● **What the task asks**
In the news article below on music and chronic pain, for how long on average had the patients been suffering from their conditions?

Page last updated at 23:09 GMT, Sunday, 28 May 2006 00:09 UK

Music 'can reduce chronic pain'

Violin
Music is known to aid relaxation

Research has confirmed listening to music can have a significant positive impact on perception of chronic pain.

US researchers tested the effect of music on 60 patients who had endured years of chronic pain.

Those who listened to music reported a cut in pain levels of up to 21%, and in associated depression of up to 25%, compared to those who did not listen.

The Journal of Advanced Nursing study also found music helped people feel less disabled by their condition.

Anything that can provide relief is to be welcomed
Dr Sandra Siedlecki

The patients who took part in the study were recruited from pain and chiropractic clinics.

They had been suffering from conditions such osteoarthritis, disc problems and rheumatoid arthritis for an average of six-and-a-half years.

Most said the pain affected more than one part of their body, and was continuous.

Some listened to music on a headset for an hour every day for a week, while the rest did not.

● **Given entries**
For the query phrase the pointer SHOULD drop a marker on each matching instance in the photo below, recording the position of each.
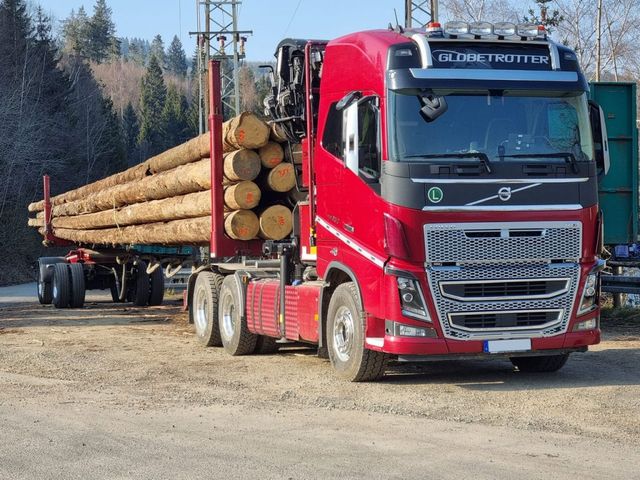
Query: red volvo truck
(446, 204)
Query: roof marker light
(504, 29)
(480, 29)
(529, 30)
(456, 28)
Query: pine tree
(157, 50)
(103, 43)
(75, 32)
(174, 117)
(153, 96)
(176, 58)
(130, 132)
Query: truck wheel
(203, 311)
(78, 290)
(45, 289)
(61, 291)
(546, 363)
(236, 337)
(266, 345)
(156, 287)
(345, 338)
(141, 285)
--
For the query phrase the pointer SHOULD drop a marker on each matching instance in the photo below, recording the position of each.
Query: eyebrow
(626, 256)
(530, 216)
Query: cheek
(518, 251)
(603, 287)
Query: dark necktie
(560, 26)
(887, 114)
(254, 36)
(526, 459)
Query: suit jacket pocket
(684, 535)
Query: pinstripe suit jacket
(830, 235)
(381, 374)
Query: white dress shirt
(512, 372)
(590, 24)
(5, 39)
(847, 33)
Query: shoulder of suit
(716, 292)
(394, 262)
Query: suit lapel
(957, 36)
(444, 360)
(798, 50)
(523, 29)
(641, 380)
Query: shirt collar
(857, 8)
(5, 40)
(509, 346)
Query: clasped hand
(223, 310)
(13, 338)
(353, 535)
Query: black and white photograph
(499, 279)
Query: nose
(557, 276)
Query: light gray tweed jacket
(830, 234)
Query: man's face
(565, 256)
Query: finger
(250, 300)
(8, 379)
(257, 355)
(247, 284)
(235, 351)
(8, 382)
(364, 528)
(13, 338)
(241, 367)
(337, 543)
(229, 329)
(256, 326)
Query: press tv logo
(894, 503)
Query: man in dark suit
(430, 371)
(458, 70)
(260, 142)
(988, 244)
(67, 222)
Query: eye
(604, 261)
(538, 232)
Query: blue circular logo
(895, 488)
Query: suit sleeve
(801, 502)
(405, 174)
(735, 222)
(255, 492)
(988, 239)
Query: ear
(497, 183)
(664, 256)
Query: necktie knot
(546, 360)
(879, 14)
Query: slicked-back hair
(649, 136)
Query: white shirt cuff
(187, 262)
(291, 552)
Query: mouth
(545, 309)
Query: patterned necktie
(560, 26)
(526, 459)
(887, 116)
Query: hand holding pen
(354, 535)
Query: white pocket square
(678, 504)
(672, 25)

● **Task response**
An average of six-and-a-half years.